= EXERCISE =
Identify all lines in the listing that include the word "bush", and copy them out.
━━━━━━━━━━
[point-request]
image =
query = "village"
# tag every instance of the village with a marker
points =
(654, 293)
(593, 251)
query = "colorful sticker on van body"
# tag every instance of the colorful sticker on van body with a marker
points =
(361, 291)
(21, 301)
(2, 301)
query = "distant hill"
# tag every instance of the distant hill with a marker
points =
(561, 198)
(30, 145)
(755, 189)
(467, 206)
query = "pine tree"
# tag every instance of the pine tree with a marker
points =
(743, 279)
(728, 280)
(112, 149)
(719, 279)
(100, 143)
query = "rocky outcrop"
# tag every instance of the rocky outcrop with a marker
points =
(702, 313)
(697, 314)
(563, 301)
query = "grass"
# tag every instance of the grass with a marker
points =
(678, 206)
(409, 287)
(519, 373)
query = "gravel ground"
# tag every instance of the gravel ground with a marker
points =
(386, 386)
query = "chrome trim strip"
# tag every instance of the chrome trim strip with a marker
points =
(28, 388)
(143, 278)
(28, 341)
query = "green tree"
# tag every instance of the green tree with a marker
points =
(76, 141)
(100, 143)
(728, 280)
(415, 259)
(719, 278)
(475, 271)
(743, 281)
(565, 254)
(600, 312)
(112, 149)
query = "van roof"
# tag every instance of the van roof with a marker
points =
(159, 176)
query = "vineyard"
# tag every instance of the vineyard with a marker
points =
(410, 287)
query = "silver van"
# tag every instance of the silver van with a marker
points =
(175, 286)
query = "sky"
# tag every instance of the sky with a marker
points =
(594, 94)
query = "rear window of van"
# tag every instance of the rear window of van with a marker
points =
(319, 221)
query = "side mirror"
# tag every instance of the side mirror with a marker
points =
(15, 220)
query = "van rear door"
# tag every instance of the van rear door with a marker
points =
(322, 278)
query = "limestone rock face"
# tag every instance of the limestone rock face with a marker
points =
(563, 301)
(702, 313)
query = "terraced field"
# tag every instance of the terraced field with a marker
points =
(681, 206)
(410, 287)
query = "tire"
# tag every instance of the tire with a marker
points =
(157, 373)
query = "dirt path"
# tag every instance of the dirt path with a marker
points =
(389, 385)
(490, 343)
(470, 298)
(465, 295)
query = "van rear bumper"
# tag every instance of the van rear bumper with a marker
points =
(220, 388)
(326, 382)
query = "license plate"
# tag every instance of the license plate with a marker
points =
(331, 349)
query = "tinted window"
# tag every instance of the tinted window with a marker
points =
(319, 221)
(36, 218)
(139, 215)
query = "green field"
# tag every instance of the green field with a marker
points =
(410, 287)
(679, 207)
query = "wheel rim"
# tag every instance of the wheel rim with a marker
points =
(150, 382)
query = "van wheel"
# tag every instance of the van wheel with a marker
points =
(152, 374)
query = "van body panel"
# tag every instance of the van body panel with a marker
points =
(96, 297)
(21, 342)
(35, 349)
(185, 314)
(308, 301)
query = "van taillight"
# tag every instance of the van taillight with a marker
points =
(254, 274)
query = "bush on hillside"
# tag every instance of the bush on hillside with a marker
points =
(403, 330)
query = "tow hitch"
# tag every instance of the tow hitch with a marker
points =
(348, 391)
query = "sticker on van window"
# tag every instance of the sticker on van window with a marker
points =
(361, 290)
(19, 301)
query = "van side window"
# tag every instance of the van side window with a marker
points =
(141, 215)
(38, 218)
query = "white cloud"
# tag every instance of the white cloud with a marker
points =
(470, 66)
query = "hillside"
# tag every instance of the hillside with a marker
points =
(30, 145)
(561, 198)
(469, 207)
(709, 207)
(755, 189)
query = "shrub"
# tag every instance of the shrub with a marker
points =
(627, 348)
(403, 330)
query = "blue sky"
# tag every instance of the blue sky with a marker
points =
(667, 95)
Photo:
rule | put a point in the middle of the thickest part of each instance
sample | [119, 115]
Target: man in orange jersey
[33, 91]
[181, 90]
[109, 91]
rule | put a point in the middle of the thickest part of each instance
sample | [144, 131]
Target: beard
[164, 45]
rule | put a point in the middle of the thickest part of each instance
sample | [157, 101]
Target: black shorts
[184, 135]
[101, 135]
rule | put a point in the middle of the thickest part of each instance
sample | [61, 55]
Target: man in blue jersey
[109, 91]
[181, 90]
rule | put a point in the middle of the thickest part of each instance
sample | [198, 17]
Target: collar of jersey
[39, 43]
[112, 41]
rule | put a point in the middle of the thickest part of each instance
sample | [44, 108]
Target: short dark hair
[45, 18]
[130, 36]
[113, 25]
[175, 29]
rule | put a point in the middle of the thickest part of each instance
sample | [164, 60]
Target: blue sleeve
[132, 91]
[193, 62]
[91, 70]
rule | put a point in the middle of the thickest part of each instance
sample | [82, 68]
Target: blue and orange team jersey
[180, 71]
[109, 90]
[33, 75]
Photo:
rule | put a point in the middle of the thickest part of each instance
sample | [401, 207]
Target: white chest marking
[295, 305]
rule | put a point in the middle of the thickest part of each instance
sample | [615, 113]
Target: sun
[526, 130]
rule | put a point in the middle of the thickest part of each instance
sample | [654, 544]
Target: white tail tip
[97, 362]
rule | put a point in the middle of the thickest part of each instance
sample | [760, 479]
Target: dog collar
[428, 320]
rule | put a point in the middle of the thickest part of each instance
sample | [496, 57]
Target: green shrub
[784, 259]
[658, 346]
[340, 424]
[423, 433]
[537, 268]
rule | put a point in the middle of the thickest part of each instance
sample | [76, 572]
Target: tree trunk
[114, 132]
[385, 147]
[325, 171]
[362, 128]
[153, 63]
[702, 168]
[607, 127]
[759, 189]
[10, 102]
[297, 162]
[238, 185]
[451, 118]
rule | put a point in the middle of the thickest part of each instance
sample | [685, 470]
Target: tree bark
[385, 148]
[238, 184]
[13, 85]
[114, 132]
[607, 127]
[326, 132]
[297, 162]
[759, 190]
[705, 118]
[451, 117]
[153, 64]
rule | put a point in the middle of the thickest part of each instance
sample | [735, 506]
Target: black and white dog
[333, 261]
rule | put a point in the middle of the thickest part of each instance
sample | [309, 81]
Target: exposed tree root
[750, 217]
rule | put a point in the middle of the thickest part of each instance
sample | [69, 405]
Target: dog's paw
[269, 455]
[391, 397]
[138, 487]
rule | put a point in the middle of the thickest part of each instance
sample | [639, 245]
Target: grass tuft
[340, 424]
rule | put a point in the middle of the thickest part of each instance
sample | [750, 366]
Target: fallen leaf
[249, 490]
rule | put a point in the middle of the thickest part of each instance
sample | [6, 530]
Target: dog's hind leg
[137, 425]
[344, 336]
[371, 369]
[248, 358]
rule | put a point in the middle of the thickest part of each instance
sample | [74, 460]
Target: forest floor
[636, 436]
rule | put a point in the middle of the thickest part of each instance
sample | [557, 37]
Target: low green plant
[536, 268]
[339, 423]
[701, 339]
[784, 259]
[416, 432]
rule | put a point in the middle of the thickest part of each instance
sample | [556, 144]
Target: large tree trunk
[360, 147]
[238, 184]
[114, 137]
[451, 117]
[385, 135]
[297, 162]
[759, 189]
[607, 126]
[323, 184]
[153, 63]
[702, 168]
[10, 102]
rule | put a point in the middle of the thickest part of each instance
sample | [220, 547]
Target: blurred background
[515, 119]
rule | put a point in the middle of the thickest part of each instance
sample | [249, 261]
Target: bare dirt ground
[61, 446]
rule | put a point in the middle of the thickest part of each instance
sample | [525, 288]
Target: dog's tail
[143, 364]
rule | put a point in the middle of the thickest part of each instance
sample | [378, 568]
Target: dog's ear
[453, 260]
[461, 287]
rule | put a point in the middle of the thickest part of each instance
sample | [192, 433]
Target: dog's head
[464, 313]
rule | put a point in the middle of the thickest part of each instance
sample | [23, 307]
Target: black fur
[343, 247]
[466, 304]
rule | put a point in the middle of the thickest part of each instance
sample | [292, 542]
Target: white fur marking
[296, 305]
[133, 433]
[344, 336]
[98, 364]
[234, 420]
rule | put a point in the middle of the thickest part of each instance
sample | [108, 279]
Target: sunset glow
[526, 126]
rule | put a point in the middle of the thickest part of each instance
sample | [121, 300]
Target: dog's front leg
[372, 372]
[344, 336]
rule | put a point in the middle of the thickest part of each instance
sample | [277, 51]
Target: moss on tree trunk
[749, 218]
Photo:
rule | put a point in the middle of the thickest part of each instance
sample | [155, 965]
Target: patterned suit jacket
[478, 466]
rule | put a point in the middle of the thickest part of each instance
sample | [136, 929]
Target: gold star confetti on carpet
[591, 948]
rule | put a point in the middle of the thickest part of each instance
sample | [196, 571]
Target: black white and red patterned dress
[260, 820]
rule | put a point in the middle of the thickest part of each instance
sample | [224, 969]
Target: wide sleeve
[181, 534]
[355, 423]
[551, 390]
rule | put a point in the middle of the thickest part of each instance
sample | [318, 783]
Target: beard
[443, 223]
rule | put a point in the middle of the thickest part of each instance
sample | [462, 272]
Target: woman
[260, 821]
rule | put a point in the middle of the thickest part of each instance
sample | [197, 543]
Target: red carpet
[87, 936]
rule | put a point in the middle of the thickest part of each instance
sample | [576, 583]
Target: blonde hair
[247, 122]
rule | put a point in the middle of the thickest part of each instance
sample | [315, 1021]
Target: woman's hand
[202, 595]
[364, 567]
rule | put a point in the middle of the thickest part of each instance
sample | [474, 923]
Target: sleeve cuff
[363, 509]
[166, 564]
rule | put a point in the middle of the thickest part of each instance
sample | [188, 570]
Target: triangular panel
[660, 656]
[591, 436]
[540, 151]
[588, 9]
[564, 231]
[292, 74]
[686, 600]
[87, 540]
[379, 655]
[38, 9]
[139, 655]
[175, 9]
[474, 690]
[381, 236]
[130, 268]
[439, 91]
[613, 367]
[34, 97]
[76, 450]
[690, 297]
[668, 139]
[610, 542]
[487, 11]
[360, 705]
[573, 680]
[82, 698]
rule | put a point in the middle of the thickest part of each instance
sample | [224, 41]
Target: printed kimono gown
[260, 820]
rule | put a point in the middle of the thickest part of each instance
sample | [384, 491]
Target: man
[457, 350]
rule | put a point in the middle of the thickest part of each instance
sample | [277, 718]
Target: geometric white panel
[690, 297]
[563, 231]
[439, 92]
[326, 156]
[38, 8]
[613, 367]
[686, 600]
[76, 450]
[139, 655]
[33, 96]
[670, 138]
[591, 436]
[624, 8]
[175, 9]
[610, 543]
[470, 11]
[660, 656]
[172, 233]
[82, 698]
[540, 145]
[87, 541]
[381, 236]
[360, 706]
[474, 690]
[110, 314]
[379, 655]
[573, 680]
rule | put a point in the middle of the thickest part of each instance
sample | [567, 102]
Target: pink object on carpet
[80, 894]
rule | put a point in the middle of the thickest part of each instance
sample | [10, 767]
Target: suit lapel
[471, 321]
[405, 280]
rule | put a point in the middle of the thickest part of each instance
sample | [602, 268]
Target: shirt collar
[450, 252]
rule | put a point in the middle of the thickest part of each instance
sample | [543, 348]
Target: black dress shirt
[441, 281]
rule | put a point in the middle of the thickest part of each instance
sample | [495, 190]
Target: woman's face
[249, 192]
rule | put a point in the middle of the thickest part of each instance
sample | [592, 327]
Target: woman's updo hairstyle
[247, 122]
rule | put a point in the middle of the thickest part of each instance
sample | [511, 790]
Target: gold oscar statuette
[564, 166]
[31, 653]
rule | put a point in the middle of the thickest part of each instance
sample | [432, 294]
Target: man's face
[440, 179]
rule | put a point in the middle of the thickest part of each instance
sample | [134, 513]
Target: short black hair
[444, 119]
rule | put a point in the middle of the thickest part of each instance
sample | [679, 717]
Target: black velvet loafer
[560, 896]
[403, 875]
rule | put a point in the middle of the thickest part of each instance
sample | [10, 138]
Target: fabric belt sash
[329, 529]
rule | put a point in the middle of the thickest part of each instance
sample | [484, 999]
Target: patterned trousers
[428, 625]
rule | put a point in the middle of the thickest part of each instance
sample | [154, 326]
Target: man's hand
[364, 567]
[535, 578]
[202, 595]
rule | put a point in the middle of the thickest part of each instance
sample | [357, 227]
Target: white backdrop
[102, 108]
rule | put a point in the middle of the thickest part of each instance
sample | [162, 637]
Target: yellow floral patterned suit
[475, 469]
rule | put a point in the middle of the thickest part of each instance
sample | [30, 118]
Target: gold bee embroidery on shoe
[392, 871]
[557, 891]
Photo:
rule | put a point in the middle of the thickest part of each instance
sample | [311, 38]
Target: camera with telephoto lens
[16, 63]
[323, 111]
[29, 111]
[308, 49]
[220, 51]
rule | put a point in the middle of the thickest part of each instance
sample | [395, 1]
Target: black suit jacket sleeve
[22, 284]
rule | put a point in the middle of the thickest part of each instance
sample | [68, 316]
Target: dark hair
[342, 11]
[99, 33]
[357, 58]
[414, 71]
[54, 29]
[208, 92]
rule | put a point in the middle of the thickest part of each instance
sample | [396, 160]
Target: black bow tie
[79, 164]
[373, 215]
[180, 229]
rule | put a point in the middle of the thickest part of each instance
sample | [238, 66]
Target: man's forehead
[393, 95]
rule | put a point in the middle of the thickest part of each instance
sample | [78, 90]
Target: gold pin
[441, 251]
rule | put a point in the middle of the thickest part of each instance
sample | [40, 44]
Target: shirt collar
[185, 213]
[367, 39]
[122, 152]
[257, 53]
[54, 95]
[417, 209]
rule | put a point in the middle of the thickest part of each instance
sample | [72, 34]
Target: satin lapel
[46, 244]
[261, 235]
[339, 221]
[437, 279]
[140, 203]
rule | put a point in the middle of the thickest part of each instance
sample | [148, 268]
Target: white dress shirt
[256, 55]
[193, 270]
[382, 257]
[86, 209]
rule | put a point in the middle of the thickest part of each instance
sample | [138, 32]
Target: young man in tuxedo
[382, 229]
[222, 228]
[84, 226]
━━━━━━━━━━
= WRITTEN SOLUTION =
query = "bush on hillside"
# tag every instance of the bush on hillside with a marker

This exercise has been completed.